#### INFORMATION SUPPLIED
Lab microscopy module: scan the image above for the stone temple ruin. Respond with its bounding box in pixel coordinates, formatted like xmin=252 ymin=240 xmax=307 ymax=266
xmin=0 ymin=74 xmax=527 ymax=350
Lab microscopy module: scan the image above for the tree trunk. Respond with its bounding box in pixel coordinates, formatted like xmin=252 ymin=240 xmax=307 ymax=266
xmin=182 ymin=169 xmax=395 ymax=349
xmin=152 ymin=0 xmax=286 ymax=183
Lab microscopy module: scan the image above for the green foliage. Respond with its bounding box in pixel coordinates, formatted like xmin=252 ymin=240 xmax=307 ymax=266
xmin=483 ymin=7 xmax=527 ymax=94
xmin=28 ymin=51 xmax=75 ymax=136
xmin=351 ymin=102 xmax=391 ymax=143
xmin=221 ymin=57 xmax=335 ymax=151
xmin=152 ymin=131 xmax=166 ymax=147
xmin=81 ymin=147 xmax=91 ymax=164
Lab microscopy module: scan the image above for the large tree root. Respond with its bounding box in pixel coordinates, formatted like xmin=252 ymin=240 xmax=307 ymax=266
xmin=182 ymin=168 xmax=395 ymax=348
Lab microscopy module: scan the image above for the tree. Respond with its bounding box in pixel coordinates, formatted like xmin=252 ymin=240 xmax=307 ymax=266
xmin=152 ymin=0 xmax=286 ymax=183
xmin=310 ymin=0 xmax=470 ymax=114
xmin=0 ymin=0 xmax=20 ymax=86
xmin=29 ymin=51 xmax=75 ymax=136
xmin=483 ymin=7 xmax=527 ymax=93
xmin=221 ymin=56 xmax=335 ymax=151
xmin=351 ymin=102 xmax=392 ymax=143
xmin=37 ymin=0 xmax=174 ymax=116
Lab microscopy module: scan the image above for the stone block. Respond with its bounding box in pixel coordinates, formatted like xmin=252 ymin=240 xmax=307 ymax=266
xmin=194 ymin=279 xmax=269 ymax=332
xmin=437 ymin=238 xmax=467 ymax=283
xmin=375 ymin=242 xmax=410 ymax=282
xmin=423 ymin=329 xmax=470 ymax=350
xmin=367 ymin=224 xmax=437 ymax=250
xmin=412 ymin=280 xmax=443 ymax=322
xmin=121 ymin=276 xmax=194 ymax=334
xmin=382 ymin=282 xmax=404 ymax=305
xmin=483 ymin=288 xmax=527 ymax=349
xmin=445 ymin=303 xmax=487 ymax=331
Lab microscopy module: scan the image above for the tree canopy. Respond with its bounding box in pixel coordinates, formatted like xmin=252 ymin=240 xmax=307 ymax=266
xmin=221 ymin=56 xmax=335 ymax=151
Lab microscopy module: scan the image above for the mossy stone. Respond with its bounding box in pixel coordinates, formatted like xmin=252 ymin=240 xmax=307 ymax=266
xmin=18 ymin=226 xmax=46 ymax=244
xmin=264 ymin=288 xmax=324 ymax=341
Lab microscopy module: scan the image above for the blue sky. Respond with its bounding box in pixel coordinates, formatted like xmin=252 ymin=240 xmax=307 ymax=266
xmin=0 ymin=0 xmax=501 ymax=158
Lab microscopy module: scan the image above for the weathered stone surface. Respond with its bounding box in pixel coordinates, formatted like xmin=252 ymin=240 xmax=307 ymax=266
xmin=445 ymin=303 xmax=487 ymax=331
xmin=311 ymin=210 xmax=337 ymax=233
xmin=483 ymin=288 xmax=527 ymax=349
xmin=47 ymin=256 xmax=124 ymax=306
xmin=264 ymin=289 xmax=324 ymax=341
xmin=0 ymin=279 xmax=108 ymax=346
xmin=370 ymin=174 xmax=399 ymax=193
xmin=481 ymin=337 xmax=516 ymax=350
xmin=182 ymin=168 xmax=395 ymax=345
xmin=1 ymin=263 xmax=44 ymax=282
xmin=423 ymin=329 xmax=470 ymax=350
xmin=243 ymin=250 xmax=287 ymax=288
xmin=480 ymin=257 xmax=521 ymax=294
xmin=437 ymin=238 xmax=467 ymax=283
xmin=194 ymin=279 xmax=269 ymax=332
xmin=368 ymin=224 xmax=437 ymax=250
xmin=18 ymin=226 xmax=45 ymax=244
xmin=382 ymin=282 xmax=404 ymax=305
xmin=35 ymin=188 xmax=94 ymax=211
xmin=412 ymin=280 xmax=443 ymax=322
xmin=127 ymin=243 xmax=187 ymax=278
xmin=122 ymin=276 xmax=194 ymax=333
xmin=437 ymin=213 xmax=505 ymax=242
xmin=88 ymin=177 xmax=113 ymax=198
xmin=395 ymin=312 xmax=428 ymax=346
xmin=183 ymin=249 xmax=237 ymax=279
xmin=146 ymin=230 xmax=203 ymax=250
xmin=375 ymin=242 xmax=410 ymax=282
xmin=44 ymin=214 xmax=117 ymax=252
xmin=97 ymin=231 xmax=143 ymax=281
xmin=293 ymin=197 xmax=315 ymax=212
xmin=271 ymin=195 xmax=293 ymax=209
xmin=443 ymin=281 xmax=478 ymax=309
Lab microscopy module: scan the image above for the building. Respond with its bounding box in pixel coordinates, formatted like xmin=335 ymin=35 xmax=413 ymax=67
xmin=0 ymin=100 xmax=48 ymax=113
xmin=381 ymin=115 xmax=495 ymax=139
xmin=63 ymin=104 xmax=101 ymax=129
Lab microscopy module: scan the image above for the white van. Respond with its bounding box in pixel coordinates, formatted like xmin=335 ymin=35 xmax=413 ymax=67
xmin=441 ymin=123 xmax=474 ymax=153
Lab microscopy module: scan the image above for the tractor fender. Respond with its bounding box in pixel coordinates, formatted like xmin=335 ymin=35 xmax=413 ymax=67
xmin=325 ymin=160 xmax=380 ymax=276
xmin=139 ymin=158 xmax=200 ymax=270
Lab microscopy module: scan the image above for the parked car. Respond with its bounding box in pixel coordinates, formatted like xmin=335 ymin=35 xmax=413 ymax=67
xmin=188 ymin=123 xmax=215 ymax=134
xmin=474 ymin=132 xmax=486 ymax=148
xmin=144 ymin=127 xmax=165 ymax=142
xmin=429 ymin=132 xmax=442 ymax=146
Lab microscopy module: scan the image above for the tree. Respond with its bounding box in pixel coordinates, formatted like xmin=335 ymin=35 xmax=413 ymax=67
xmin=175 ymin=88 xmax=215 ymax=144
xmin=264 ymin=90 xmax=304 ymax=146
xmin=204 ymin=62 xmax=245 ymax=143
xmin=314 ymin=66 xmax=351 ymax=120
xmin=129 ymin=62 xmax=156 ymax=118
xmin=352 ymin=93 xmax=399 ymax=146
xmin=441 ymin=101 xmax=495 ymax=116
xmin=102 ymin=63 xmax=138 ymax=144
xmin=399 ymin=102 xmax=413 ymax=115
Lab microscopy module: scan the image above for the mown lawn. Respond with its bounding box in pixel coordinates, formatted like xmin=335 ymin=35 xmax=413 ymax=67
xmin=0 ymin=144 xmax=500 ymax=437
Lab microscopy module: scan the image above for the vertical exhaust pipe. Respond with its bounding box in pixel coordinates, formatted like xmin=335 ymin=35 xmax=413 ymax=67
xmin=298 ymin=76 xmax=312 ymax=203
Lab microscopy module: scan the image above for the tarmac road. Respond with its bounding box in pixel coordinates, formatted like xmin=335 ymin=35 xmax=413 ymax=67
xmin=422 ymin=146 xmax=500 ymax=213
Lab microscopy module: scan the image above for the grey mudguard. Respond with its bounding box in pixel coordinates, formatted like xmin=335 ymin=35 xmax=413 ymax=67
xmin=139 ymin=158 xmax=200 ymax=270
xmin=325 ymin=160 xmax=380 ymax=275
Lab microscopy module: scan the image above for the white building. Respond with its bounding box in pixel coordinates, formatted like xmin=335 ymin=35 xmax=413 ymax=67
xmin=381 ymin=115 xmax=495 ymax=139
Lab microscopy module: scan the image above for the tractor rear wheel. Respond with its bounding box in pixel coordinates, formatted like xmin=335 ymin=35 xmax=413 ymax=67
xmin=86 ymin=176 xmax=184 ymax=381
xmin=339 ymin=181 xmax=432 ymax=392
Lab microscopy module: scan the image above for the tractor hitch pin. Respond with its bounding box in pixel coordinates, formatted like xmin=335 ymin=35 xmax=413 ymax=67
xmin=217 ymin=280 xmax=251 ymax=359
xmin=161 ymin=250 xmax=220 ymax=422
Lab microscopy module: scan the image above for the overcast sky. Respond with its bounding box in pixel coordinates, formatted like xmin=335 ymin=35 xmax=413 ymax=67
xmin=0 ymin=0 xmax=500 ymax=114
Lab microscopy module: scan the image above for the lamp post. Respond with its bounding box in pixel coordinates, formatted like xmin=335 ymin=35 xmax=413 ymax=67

#### WHAT IS EXPECTED
Starting at the line that contains "Lab microscopy module: scan the image above for the tarmac" and continuing through the end of the records, write all of those lines out again, requests included. Multiply every bounding-box coordinate in the answers by 2.3 and round to a whole number, with halves rounded up, while leaving the numbers in the requests as they are.

#### COMPLETE RESPONSE
Lab microscopy module: scan the image above for the tarmac road. Respond with its bounding box in pixel coordinates, formatted like xmin=335 ymin=35 xmax=413 ymax=67
xmin=971 ymin=336 xmax=1150 ymax=490
Lab microscopy module: scan the image above for the grey mudguard. Respond with its bounding box in pixel coordinates, formatted like xmin=335 ymin=35 xmax=413 ymax=67
xmin=320 ymin=363 xmax=460 ymax=621
xmin=748 ymin=368 xmax=874 ymax=633
Lab microscopy module: scan the image above for the white building. Respond with its bounding box in pixel coordinates, formatted like xmin=335 ymin=35 xmax=413 ymax=67
xmin=876 ymin=265 xmax=1139 ymax=320
Lab microscopy module: scan the image above for the tractor rear wheel. Respond with its bounding box in pixel coordinates, formatted like xmin=335 ymin=35 xmax=413 ymax=67
xmin=198 ymin=405 xmax=423 ymax=876
xmin=780 ymin=416 xmax=994 ymax=902
Lab microscopy module: scan the image above for the tractor hitch pin. Respond with its bounding box in pixel coordinates, formatted like xmin=335 ymin=35 xmax=413 ymax=67
xmin=499 ymin=644 xmax=577 ymax=826
xmin=370 ymin=575 xmax=506 ymax=971
Lab microscopy module: scan the image above for the overcast sky. Respond with its bounding box in pixel coordinates, formatted like xmin=335 ymin=35 xmax=413 ymax=67
xmin=0 ymin=0 xmax=1150 ymax=262
Lab microscopy module: scan the image above for the lamp post. Respond with its bounding box in pixel coordinates, formatted like xmin=335 ymin=35 xmax=413 ymax=67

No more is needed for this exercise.